◆ **Selected extract**:
Segment Open
Boston Marathon Tragedy: How Runners Can Help

As runners, we have the ability to help in many ways. Photo by

There are many small but meaningful ways runners can help the healing begin from this week’s horrific bombings.

Donate Money: Massachusetts Governor Deval Patrick and Boston Mayor Tom Menino have announced the formation of The One Fund Boston, Inc. to help the people most affected by the tragic events that occurred in Boston on Monday

Donate Blood Later: The American Red Cross says there is sufficient blood available to victims at Boston hospitals. But there will be needs in the immediate future, so consider giving blood next week or the week after that, whether you live in the Boston area or not. Click here for more details on how you can donate.

Wear Blue and Yellow: The idea to wear Boston Marathon’s 2013 color theme went viral on late Monday on RunChat. Wearing those colors or race shirts this week will show solidarity among all runners.

Buy a T-Shirt: On Thursday, adidas announced it was making “Boston Stands As One” T-shirts and giving all the proceeds to the One Fund Boston. The shirts quickly sold out, but more are expected to be available. Also, ’47 Brand hats made “B Strong” baseball caps but quickly sold out. Check back to each site to see when more shirts and hats become available.

Run for Boston: Go run a run today. Tomorrow. The next day, too. Continue running and spreading the joy and good will it fosters in all of us. Join one of the many virtual memorial and support runs if that’s how you need to connect and heal. A virtual run called Run for Boston takes place today, but you can join in from anywhere. Three San Diego Movin’ Shoes stores are hosting “Run for Boston” runs at 6 p.m. on Monday, April 22.

Boston Marathon Redux: A group is organizing a 26.2-mile run of the Boston course this Sunday, April 21, beginning at 10 a.m. in Hopkington. Called the Boston Marathon Redux, it is aimed at showing support for runners and victims affected by the bombings. However, extreme caution is urged because the roads will not be closed to traffic and no aid stations will be supporting runners.

Finish the Last Mile: This Saturday, April 20, runners will meet at 2:30 p.m. in Kenmore Square to finish “The Last Mile” of the Boston Marathon, where the majority of runners still on the course were stopped. The group is working to try to get permits for this event.
Segment Closed
◆ **Listed records**:
Segment Open
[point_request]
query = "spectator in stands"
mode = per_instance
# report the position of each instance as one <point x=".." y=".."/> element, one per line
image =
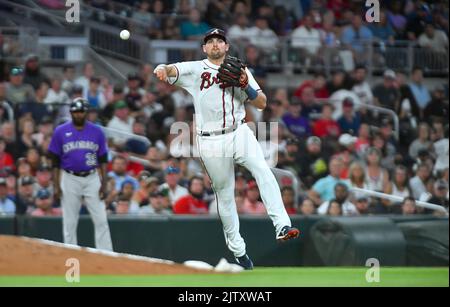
Segment Closed
◆ **Required action**: Extend the piece on how runners can help after the Boston Marathon bombings, picking up after its final sentence.

◆ **The answer**:
Donate Your Medal: Medals4Mettle is a nonprofit organization that collects earned finishers medals from marathoners, half marathons and triathletes and presents them to children and adults fighting life-threatening illnesses to recognize them for their courage. They are working with Boston area hospitals to present earned Boston Marathon medals to the victims and responders of this tragedy.

Other ways runners can help in the wake of the Boston Marathon bombings: 

* Sign up for a race. Not because you want to stand tall against an act of terrorism, but because you love to run and shouldn’t be afraid of doing what you love to do. Get friends, family members and colleagues to join you.

* Talk to your friends who are runners and reach out to those who ran Boston or were in Boston on Monday. Most are probably still stunned or disturbed by having been there, regardless of whether they finished or not or where they were when the bombs went off.

* Try to qualify for the 2014 Boston Marathon. Not necessarily because you want to run in honor of the victims (who you might not know), but because setting goals and training hard to run fast is what the Boston Marathon has always been all about.

* If you don’t qualify for Boston, follow a training plan for any race and try to set a new PR at any distance. That’s the spirit of the Boston Marathon, something shared by every runner who has ever tried to earn a BQ has endured.

* Volunteer at a race or several sometime this year. Most of us focus mostly only on our own running and racing and rely on volunteers to support us. In addition to supporting the race on Monday, many volunteers became first-responders in the wake of the horror. Repay those efforts by volunteering in a race and helping others.